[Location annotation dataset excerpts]
## START

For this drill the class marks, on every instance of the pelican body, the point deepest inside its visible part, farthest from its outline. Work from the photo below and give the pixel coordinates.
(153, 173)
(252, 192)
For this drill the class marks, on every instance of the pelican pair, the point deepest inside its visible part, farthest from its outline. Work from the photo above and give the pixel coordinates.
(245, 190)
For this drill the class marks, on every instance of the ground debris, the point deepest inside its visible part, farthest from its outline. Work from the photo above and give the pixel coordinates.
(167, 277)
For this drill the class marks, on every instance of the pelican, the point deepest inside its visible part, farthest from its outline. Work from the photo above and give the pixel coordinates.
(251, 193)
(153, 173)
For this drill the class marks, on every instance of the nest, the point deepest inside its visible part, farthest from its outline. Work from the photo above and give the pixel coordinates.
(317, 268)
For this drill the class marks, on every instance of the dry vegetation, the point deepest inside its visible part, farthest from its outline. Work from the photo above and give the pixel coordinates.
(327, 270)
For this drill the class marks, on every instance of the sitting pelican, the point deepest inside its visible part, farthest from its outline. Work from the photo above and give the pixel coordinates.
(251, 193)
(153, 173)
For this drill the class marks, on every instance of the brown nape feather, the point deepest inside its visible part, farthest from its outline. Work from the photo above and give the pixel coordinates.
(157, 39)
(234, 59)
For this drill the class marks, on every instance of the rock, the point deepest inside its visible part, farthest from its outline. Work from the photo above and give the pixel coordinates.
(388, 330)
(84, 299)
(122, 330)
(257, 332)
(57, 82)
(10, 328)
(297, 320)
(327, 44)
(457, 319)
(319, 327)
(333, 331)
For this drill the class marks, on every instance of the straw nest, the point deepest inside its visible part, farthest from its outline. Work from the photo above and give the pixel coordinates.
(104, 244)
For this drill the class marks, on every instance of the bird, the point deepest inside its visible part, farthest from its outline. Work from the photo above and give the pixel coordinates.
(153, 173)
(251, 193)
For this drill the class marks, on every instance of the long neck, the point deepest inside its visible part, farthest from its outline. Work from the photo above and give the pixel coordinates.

## END

Render the data above as a JSON list of strings, with one string for each line and blank lines left out.

[
  "For this drill the class marks, on every instance of the pelican body, the point deepest inside its visible part, farthest from its outline. Work from the photo below and give the pixel coordinates.",
  "(153, 173)",
  "(252, 192)",
  "For this drill the class marks, on every instance of the pelican pair, the point deepest inside its visible part, farthest from its outline. Work from the photo above and give the pixel coordinates.",
  "(245, 190)",
  "For this drill the class marks, on every instance of the ground debris, the point deepest inside its visible part, farthest from its outline. Work from the photo above and give the pixel coordinates.",
  "(167, 277)",
  "For this drill the class marks, on every instance of the pelican, the point deepest inside its visible part, farthest from its outline. Work from the photo above and give the pixel coordinates.",
  "(251, 193)",
  "(153, 173)",
  "For this drill the class marks, on every instance of the nest, the point deepest inside its visible part, farthest from its outline. Work from the photo above and give the pixel coordinates.",
  "(317, 268)",
  "For this drill the class marks, on every instance of the dry vegetation, the point deepest inside its visible part, farthest from its outline. Work from the photo above and give the pixel coordinates.",
  "(327, 270)",
  "For this drill the class marks, on every instance of the sitting pelican, the point deepest inside its visible part, farthest from its outline. Work from the photo above and give the pixel coordinates.",
  "(251, 193)",
  "(153, 173)",
  "For this drill the class marks, on every instance of the brown nape feather, the point deepest inside its visible part, farthest from its outline. Work from the photo above and give the pixel coordinates.",
  "(157, 39)",
  "(234, 59)",
  "For this drill the class marks, on every instance of the rock, the point deepest inside its visible part, farthest from its outline. Work from the photo above and give the pixel coordinates.",
  "(388, 330)",
  "(84, 299)",
  "(122, 330)",
  "(257, 332)",
  "(57, 82)",
  "(10, 328)",
  "(297, 320)",
  "(327, 44)",
  "(457, 319)",
  "(319, 327)",
  "(333, 331)",
  "For this drill the class marks, on every instance of the straw nest, the point deepest inside its visible part, farthest from its outline. Work from the photo above and give the pixel coordinates.",
  "(104, 244)",
  "For this drill the class marks, on every instance of the bird, the point deepest inside its visible part, farthest from its outline. Work from the photo above and give the pixel coordinates.",
  "(153, 173)",
  "(251, 193)",
  "For this drill the class marks, on every instance of the long neck, the point deepest inside its visible part, farthest from its outline. Work from the photo above and give the pixel coordinates."
]